(Dataset entries)
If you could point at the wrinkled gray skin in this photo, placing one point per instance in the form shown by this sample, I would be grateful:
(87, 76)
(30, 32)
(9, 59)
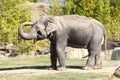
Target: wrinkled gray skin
(70, 30)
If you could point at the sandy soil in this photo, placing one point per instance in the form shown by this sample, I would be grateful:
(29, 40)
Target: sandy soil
(107, 70)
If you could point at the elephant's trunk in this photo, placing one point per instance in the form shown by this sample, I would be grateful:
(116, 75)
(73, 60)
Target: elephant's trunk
(27, 36)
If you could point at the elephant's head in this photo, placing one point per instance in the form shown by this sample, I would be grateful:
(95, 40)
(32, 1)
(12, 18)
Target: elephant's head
(39, 30)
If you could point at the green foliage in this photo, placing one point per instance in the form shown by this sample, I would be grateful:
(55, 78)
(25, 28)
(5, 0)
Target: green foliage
(106, 11)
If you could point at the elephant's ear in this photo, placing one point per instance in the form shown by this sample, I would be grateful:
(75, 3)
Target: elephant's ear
(51, 27)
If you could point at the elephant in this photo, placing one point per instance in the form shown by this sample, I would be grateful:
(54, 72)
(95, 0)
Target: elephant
(68, 30)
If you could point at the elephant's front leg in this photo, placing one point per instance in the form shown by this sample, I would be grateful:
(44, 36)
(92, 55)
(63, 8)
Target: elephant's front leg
(90, 60)
(53, 57)
(98, 62)
(61, 55)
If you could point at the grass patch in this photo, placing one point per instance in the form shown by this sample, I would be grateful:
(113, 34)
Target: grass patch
(56, 76)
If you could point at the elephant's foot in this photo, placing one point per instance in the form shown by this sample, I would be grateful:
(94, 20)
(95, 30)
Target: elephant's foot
(52, 68)
(87, 68)
(97, 67)
(61, 69)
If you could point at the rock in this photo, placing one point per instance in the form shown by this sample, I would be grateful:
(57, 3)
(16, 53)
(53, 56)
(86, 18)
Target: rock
(116, 54)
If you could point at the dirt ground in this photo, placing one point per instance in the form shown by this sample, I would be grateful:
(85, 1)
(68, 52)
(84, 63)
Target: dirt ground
(107, 70)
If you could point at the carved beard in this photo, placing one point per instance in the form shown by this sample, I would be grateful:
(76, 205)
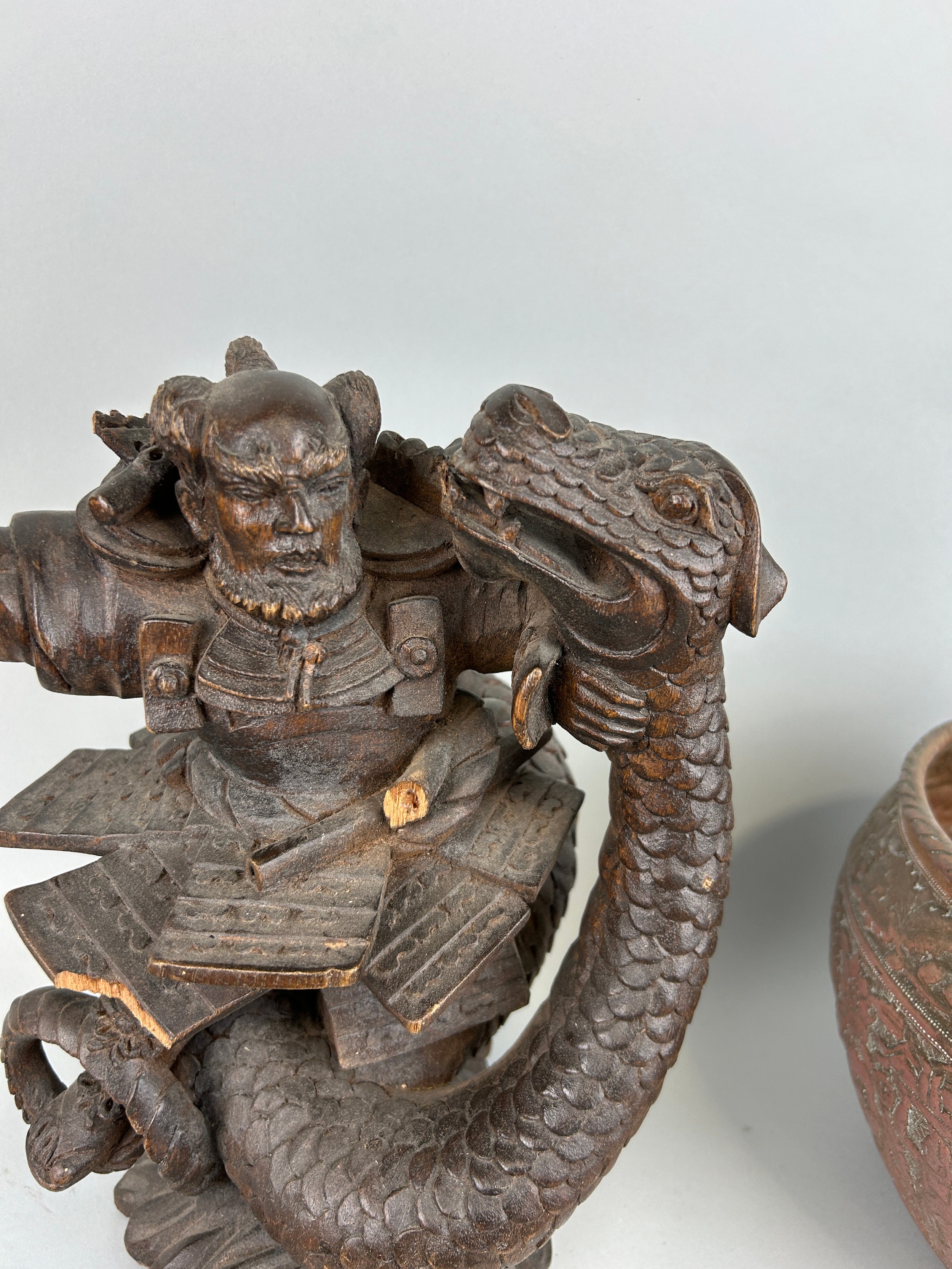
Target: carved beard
(271, 594)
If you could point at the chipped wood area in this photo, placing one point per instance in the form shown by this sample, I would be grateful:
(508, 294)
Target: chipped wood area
(116, 991)
(404, 803)
(94, 928)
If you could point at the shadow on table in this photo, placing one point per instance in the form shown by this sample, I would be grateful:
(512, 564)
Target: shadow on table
(766, 1036)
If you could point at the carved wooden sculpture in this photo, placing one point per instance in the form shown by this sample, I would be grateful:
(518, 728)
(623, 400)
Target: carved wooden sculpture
(891, 959)
(339, 851)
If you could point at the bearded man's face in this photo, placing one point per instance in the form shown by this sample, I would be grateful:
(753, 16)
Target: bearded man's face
(278, 507)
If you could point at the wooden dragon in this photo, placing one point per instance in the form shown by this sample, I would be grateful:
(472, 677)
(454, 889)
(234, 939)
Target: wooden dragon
(633, 554)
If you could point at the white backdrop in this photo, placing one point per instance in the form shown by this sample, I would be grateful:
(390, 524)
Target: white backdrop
(715, 219)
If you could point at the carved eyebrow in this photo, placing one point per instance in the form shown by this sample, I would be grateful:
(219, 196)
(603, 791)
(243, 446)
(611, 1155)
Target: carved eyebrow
(266, 469)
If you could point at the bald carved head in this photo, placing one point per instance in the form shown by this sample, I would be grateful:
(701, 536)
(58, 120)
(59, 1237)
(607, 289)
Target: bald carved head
(271, 484)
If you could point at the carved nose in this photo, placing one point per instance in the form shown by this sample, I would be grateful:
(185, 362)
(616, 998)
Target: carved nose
(295, 517)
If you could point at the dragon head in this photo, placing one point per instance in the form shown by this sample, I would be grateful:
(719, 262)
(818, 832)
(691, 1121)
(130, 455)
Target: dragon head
(640, 544)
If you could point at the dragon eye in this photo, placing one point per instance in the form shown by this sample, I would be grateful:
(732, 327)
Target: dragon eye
(677, 503)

- _WHAT IS REQUIRED_
Render the lines from the one containing "If you could point at the white" through the end of the entries as a Markdown table with the columns Number and Record line, leaving out blank lines.

- _RESPONSE BELOW_
| Number | Record line |
|---|---|
| 1 | If you could point at the white backdrop in this photo, placing one point per instance in the form shown by this sample, I would be grateful: |
| 2 | (390, 524) |
| 3 | Target: white backdrop |
| 4 | (715, 219) |
| 5 | If you could point at the carved eyebrow in this photo, placing one point per instance in the form shown by this sample, I would be grateful: |
| 6 | (219, 196) |
| 7 | (603, 791) |
| 8 | (243, 446) |
| 9 | (611, 1155) |
| 10 | Target: carved eyebrow |
| 11 | (266, 469) |
| 12 | If you could point at the bald carved head in this photo, placing one point per instance in the form shown by this sample, I would be grateful: |
| 13 | (701, 536) |
| 14 | (58, 120) |
| 15 | (59, 1237) |
| 16 | (607, 289) |
| 17 | Target: bald carved head |
| 18 | (271, 484) |
| 19 | If you could point at the carved nose in this photo, placing one point per instance in the form shown by this sample, I would be grateful: |
| 20 | (185, 362) |
| 21 | (616, 998) |
| 22 | Target: carved nose |
| 23 | (295, 517) |
| 24 | If you could point at the dragon head in this photo, placing one point per instance in the form shown by this sample, I would be grateful: |
| 25 | (719, 262) |
| 26 | (818, 832) |
| 27 | (691, 1121) |
| 28 | (130, 455) |
| 29 | Target: dragon head |
| 30 | (640, 544) |
| 31 | If you could point at the dragon eye in this photo, placing one point per instance in the form shown by this sample, I would be grateful: |
| 32 | (732, 327) |
| 33 | Target: dragon eye |
| 34 | (677, 503) |